(Work required)
Copy the data that follows exactly, and include none of its images.

(Material for the task)

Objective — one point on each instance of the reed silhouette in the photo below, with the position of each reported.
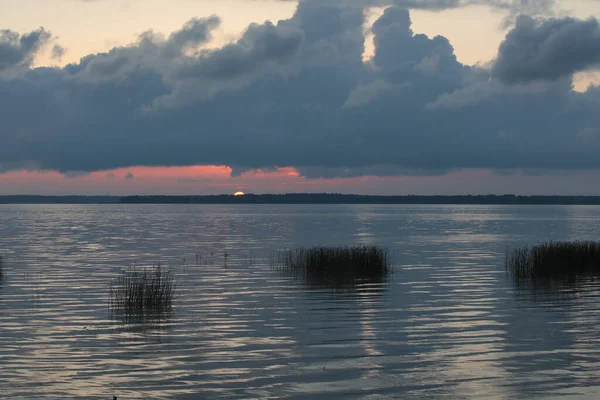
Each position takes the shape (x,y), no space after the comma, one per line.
(139,294)
(555,260)
(335,267)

(Expected answer)
Objective — one point on each instance of the reed silhouette in the photo below, with the position of each reported.
Each position takes the shape (x,y), no space after the comma, one per line.
(139,294)
(555,260)
(335,267)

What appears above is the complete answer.